### Listed entries ###

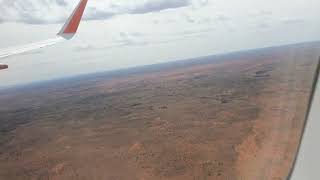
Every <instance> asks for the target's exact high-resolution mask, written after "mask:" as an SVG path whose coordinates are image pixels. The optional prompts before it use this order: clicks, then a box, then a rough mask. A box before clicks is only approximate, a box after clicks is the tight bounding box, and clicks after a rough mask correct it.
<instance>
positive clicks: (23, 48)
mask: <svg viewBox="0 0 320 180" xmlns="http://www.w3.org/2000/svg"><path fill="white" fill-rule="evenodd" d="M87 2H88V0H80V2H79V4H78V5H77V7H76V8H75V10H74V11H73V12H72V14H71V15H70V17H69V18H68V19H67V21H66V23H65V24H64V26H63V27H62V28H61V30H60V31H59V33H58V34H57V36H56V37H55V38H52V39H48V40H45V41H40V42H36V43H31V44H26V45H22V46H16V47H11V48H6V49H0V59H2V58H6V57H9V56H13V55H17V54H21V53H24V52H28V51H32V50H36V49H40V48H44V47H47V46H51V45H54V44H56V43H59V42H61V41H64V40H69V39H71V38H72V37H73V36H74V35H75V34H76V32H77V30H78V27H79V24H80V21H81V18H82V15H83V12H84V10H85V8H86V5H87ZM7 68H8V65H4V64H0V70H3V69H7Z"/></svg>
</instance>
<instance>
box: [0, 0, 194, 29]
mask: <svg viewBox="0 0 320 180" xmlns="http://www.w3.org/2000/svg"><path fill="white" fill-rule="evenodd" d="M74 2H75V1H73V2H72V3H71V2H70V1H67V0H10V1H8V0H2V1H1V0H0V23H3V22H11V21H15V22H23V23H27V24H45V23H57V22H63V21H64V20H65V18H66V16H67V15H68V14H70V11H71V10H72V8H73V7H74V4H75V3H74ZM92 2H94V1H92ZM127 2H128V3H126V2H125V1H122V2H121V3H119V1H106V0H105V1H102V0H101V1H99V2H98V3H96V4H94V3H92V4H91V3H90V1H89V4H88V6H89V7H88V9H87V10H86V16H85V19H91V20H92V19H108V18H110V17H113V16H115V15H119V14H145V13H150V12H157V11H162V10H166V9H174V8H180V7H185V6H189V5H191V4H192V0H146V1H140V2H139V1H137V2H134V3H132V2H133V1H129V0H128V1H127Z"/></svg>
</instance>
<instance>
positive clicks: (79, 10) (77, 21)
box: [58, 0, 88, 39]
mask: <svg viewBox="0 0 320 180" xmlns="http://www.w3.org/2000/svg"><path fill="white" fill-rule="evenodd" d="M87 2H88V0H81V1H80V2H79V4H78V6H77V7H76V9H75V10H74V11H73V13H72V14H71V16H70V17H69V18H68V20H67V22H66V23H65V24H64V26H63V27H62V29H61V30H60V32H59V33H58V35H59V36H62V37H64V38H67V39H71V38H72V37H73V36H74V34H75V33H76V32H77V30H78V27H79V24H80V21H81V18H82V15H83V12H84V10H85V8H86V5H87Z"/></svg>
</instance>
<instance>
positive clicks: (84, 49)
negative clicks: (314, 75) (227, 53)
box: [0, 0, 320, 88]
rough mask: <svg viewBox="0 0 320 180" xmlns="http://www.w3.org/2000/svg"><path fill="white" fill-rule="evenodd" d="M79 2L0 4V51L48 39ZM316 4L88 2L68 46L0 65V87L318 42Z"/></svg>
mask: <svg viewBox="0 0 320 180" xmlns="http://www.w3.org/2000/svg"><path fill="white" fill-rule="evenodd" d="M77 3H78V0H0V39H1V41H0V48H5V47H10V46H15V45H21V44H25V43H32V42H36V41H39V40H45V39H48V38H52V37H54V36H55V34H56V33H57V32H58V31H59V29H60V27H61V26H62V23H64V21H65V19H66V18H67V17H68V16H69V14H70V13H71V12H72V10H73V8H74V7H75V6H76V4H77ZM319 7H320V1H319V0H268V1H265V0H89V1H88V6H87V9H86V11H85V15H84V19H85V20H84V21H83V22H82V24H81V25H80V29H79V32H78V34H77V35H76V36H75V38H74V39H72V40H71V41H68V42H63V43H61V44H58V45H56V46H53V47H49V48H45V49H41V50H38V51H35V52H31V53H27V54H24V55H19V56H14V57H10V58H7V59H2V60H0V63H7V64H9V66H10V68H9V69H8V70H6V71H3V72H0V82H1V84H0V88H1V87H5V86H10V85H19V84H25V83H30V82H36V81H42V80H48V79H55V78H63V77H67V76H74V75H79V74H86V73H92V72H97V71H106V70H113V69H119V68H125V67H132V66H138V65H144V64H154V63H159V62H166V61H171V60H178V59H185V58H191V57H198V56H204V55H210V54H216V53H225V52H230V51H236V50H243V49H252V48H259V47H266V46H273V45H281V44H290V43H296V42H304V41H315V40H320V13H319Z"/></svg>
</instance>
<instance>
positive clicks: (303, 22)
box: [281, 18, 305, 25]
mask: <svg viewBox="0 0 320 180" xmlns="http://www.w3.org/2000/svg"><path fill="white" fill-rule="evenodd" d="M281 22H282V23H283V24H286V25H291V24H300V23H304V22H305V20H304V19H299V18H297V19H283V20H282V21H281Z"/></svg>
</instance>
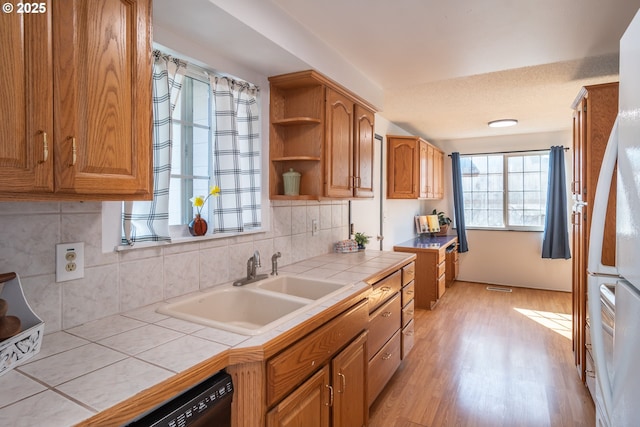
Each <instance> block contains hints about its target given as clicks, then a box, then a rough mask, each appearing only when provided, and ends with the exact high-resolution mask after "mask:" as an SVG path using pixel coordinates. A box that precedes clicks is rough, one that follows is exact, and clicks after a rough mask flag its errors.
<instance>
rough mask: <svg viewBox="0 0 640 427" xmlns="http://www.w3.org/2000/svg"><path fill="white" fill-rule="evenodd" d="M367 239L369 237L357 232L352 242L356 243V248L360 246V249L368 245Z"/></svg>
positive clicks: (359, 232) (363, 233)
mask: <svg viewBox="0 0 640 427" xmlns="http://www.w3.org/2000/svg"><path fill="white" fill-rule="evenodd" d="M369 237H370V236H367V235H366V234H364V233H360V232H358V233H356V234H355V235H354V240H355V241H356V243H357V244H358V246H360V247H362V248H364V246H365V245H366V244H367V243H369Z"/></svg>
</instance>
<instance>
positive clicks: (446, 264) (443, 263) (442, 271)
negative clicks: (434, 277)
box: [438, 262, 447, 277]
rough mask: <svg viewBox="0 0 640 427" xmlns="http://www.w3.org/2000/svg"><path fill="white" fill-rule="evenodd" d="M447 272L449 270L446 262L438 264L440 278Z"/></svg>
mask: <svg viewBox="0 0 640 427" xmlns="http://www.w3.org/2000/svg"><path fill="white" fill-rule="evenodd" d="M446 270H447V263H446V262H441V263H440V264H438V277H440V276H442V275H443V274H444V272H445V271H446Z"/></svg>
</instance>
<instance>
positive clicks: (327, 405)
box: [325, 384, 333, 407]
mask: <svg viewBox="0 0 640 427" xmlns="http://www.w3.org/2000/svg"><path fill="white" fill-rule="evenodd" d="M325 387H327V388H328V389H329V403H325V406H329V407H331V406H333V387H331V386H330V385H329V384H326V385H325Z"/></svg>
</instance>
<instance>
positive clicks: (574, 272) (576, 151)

###

What to produce -
Leave out the pictures and set down everything else in the entries above exactly.

Your response -
Every <instance> asks for the target's exact high-resolution mask, written after "mask:" as an SVG path whose coordinates are image pixels. The optional prompts before it use this order: clicks, then a box, then a rough mask. A box before clicks is only approximate, a box after clicks is the tight bounding box, and clicks after a rough mask correct it.
<instance>
positive clicks: (23, 48)
mask: <svg viewBox="0 0 320 180" xmlns="http://www.w3.org/2000/svg"><path fill="white" fill-rule="evenodd" d="M87 2H88V0H80V2H79V4H78V5H77V7H76V8H75V10H74V11H73V12H72V14H71V15H70V17H69V18H68V19H67V21H66V23H65V24H64V26H63V27H62V28H61V30H60V31H59V33H58V34H57V36H56V37H55V38H52V39H48V40H45V41H40V42H36V43H31V44H26V45H22V46H16V47H11V48H6V49H0V59H2V58H6V57H9V56H13V55H17V54H21V53H24V52H28V51H32V50H36V49H40V48H44V47H47V46H51V45H54V44H56V43H59V42H61V41H64V40H69V39H71V38H72V37H73V36H74V35H75V34H76V32H77V30H78V27H79V24H80V21H81V18H82V15H83V12H84V10H85V8H86V5H87ZM7 68H8V65H4V64H0V70H3V69H7Z"/></svg>
</instance>
<instance>
box: [0, 0, 194, 29]
mask: <svg viewBox="0 0 320 180" xmlns="http://www.w3.org/2000/svg"><path fill="white" fill-rule="evenodd" d="M74 2H75V1H73V2H72V3H71V2H70V1H67V0H10V1H8V0H2V1H1V0H0V23H3V22H11V21H15V22H23V23H27V24H45V23H57V22H63V21H64V20H65V18H66V16H67V15H68V14H70V11H71V10H72V8H73V7H74V4H75V3H74ZM92 2H94V1H92ZM127 2H128V3H126V2H125V1H122V2H121V3H119V1H106V0H105V1H102V0H101V1H99V2H98V3H96V4H94V3H92V4H91V3H90V1H89V4H88V6H89V7H88V9H87V10H86V16H85V19H91V20H92V19H108V18H110V17H113V16H115V15H119V14H145V13H150V12H157V11H162V10H166V9H174V8H180V7H185V6H189V5H191V4H192V0H146V1H140V2H139V1H137V2H134V3H132V2H133V1H129V0H128V1H127Z"/></svg>
</instance>
<instance>
positive clicks: (79, 10) (77, 21)
box: [58, 0, 88, 39]
mask: <svg viewBox="0 0 320 180" xmlns="http://www.w3.org/2000/svg"><path fill="white" fill-rule="evenodd" d="M87 2H88V0H81V1H80V2H79V4H78V6H77V7H76V9H75V10H74V11H73V13H72V14H71V16H70V17H69V18H68V20H67V22H66V23H65V24H64V26H63V27H62V29H61V30H60V32H59V33H58V35H59V36H62V37H64V38H67V39H71V38H72V37H73V36H74V34H75V33H76V32H77V30H78V27H79V24H80V21H81V18H82V15H83V12H84V10H85V8H86V5H87Z"/></svg>
</instance>
<instance>
positive clicks: (84, 49)
negative clicks: (314, 75) (227, 53)
box: [0, 0, 320, 88]
rough mask: <svg viewBox="0 0 320 180" xmlns="http://www.w3.org/2000/svg"><path fill="white" fill-rule="evenodd" d="M79 2L0 4V51L48 39ZM316 4L88 2L68 46L0 65V87L318 42Z"/></svg>
mask: <svg viewBox="0 0 320 180" xmlns="http://www.w3.org/2000/svg"><path fill="white" fill-rule="evenodd" d="M77 3H78V0H0V39H1V41H0V48H5V47H10V46H15V45H21V44H25V43H32V42H36V41H39V40H45V39H48V38H52V37H54V36H55V34H56V33H57V32H58V31H59V29H60V27H61V26H62V23H64V21H65V19H66V18H67V17H68V16H69V14H70V13H71V12H72V10H73V8H74V7H75V6H76V4H77ZM319 7H320V1H319V0H268V1H265V0H89V1H88V6H87V9H86V11H85V15H84V19H85V20H84V21H83V22H82V24H81V25H80V29H79V32H78V34H77V35H76V36H75V38H74V39H72V40H71V41H68V42H63V43H61V44H58V45H56V46H53V47H49V48H45V49H41V50H38V51H35V52H31V53H27V54H24V55H19V56H14V57H10V58H7V59H2V60H0V63H7V64H9V66H10V68H9V69H8V70H6V71H3V72H0V82H1V84H0V88H1V87H5V86H10V85H19V84H25V83H30V82H36V81H42V80H48V79H55V78H63V77H67V76H74V75H79V74H86V73H92V72H97V71H106V70H113V69H119V68H125V67H132V66H138V65H144V64H154V63H159V62H166V61H171V60H178V59H185V58H191V57H198V56H204V55H210V54H216V53H225V52H230V51H236V50H243V49H252V48H259V47H266V46H273V45H281V44H290V43H296V42H304V41H315V40H320V13H319Z"/></svg>
</instance>
<instance>
positive clicks: (303, 22)
box: [281, 18, 305, 25]
mask: <svg viewBox="0 0 320 180" xmlns="http://www.w3.org/2000/svg"><path fill="white" fill-rule="evenodd" d="M281 22H282V23H283V24H286V25H291V24H300V23H304V22H305V20H304V19H299V18H297V19H283V20H282V21H281Z"/></svg>
</instance>
Each <instance> block contains hints about its target given as clicks, then a box, then a rough mask, each appearing only when provided, and ends with the exact high-resolution mask after "mask:" as an SVG path using pixel coordinates. A box that precedes clicks is rough, one that follows is exact, and clicks after a rough mask flag its errors.
<instance>
rough mask: <svg viewBox="0 0 640 427" xmlns="http://www.w3.org/2000/svg"><path fill="white" fill-rule="evenodd" d="M367 239L369 237L357 232L352 242L356 243V248L360 246V249L368 245Z"/></svg>
positive clicks: (359, 232) (363, 233)
mask: <svg viewBox="0 0 640 427" xmlns="http://www.w3.org/2000/svg"><path fill="white" fill-rule="evenodd" d="M369 237H370V236H367V235H366V234H364V233H360V232H358V233H356V234H355V235H354V240H355V241H356V243H357V244H358V246H360V247H362V248H364V246H365V245H366V244H367V243H369Z"/></svg>
</instance>
<instance>
positive clicks: (446, 264) (443, 263) (442, 271)
negative clicks: (434, 277)
box: [438, 262, 447, 277]
rough mask: <svg viewBox="0 0 640 427" xmlns="http://www.w3.org/2000/svg"><path fill="white" fill-rule="evenodd" d="M447 272L449 270L446 262L438 264L440 278Z"/></svg>
mask: <svg viewBox="0 0 640 427" xmlns="http://www.w3.org/2000/svg"><path fill="white" fill-rule="evenodd" d="M446 270H447V263H446V262H441V263H440V264H438V277H440V276H442V275H443V274H444V272H445V271H446Z"/></svg>
</instance>
<instance>
positive clicks: (327, 405)
box: [325, 384, 333, 407]
mask: <svg viewBox="0 0 640 427" xmlns="http://www.w3.org/2000/svg"><path fill="white" fill-rule="evenodd" d="M325 387H327V388H328V389H329V403H325V406H329V407H331V406H333V387H331V386H330V385H329V384H326V385H325Z"/></svg>
</instance>
<instance>
positive clicks: (574, 272) (576, 151)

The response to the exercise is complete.